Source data
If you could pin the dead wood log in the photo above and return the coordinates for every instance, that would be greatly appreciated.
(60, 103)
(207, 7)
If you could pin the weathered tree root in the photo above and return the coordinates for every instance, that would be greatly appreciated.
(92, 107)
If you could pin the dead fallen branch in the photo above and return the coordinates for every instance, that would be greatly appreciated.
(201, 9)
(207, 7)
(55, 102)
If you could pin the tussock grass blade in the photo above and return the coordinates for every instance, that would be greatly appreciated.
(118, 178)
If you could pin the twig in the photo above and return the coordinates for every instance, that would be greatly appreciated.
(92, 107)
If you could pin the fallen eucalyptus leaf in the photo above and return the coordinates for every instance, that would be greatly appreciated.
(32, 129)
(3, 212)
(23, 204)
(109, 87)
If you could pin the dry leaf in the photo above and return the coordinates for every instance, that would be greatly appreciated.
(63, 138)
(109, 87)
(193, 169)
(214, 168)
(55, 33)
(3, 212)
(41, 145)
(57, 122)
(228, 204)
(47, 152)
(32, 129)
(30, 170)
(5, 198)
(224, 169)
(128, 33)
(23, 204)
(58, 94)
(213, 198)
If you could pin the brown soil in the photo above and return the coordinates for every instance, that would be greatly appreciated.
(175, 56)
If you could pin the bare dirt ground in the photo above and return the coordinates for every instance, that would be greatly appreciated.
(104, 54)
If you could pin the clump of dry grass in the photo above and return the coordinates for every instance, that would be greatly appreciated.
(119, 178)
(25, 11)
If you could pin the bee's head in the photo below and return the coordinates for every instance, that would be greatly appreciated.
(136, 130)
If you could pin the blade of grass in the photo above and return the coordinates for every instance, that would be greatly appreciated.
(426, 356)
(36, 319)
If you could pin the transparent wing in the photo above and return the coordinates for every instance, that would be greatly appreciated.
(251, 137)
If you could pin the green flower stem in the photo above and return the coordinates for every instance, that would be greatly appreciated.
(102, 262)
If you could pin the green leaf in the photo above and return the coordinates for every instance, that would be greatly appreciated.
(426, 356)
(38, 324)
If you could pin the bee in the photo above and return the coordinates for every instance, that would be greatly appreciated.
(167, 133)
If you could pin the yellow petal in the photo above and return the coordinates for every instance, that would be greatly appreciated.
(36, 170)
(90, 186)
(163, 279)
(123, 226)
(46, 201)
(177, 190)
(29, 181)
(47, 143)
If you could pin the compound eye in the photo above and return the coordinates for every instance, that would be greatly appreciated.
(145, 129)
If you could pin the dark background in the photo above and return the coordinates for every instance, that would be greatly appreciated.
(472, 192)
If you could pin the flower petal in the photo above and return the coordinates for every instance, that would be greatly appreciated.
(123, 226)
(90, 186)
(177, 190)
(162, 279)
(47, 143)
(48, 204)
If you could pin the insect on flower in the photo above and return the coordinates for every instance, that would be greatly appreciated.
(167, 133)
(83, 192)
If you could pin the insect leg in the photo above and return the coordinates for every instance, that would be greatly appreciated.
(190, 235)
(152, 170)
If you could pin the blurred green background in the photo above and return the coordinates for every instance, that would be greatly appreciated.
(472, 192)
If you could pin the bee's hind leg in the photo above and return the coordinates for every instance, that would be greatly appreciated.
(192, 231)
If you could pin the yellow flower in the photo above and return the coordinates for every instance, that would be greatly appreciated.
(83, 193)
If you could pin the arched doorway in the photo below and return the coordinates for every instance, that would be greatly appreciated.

● Stated goal:
Exact output of every entry is required.

● Final result:
If you could pin the dead wood log in the photo above and return the coordinates for every instance, that would be greatly appreciated.
(60, 103)
(207, 7)
If you could pin the weathered tree root in the photo above and return the coordinates for every instance, that would be greatly appreciated.
(92, 107)
If you could pin the dead fallen branch in the photo above and return the coordinates for every instance, that would be greatly appreciated.
(201, 9)
(207, 7)
(55, 102)
If you could pin the tussock grass blade in the photo above and return the coordinates for every instance, that would be greatly appreciated.
(118, 178)
If you could pin the twig in the photo above and return the coordinates for every instance, that would be greatly appreciated.
(92, 107)
If you could pin the fallen eucalyptus leaf in the photo above and return the coordinates for every instance, that would be greatly appreciated.
(32, 129)
(3, 212)
(23, 204)
(109, 87)
If you could pin the dry leaf in the photo above and return the coordinates for every instance, that would be greatly appreciated.
(63, 138)
(109, 87)
(193, 169)
(214, 168)
(55, 33)
(3, 212)
(41, 145)
(57, 122)
(228, 204)
(47, 152)
(32, 129)
(30, 170)
(5, 198)
(224, 169)
(128, 33)
(23, 204)
(58, 94)
(213, 198)
If you could pin the brown soil in the photo above and return the coordinates for every instance, that would be greatly appreciated.
(175, 56)
If you could pin the bare dirt ground in the photo above and return the coordinates for every instance, that would be greatly appreciated.
(104, 54)
If you could pin the clump of dry grass in the photo above and return the coordinates for every instance, that would be greatly appreciated.
(119, 178)
(25, 11)
If you could pin the bee's head in the photo below and return the coordinates for every instance, that would be greatly appreciated.
(136, 130)
If you could pin the blade of grass in the photo above and return the coordinates for every instance, that would be greatly appreciated.
(426, 356)
(36, 319)
If you could pin the transparent wing in the photo above and return the coordinates for every instance, that would be greatly appreciated.
(251, 137)
If you could pin the green flower stem in the photo above and return the coordinates for every instance, that would be greatly appreciated.
(102, 262)
If you could pin the green leaf in the photo above and return the coordinates for every instance, that would be greatly appreciated.
(426, 356)
(38, 324)
If you could pin the bee in the photo above and return the coordinates for every instance, that would be greatly appreciated.
(167, 133)
If you could pin the yellow petal in the photo above and return the coordinates for every instance, that would be greatly appreciated.
(36, 170)
(90, 186)
(163, 279)
(123, 226)
(46, 201)
(177, 190)
(29, 181)
(47, 143)
If you could pin the compound eye in the photo above and return the coordinates for every instance, that would be greatly appreciated.
(145, 129)
If you could pin the dark background in the photo above and return the coordinates for every instance, that would be greatly appreciated.
(472, 192)
If you could pin the flower petal in the photo above and return the coordinates for every instance, that would be greatly appreciated.
(123, 226)
(90, 186)
(177, 190)
(162, 279)
(47, 143)
(48, 204)
If you could pin the insect on flower in the photo above and return the coordinates for every instance, that would be greatly appreciated.
(167, 133)
(83, 192)
If you could pin the insect leg in the photo above and return the coordinates for every instance, that would be greatly appreciated.
(190, 235)
(152, 170)
If you could pin the blurred green background in the photo above and return the coordinates for every instance, that would be greatly appreciated.
(472, 192)
If you could pin the bee's hind leg in the photo above and return the coordinates for every instance, that would be greatly appreciated.
(192, 231)
If you could pin the yellow flower in the photo above and return the coordinates for every instance, that would be greatly appreciated.
(83, 193)
If you could pin the arched doorway in the photo below and return the coordinates for every instance, that would be greatly appreciated.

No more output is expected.